__Task to complete__: In the records below, find each line with the word "above" and copy it.

__Source data__:
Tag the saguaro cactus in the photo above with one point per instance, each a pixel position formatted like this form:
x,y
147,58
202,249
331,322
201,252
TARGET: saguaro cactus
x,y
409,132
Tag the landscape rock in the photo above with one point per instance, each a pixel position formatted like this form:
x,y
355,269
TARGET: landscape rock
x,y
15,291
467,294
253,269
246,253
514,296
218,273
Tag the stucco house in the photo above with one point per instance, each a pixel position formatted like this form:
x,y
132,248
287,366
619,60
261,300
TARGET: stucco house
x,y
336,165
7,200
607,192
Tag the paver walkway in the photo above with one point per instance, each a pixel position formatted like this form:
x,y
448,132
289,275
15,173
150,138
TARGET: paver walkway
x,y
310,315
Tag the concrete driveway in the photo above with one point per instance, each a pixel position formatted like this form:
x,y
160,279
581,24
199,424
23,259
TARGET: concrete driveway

__Output__:
Tag the saguaro cactus in the photo above with one point per instance, each a pixel position formatted like this form:
Tag the landscape rock in the photo above with one point per instance, each a pixel position formatted like this form:
Tag the stucco house in the photo above with one point per instance, each a pixel position formatted like this form:
Tag the paver walkway in the photo above with one point per instance, each a pixel position formatted like this form:
Tag the concrete driveway in the photo above with one point per instance, each a pixel position formatted like this form:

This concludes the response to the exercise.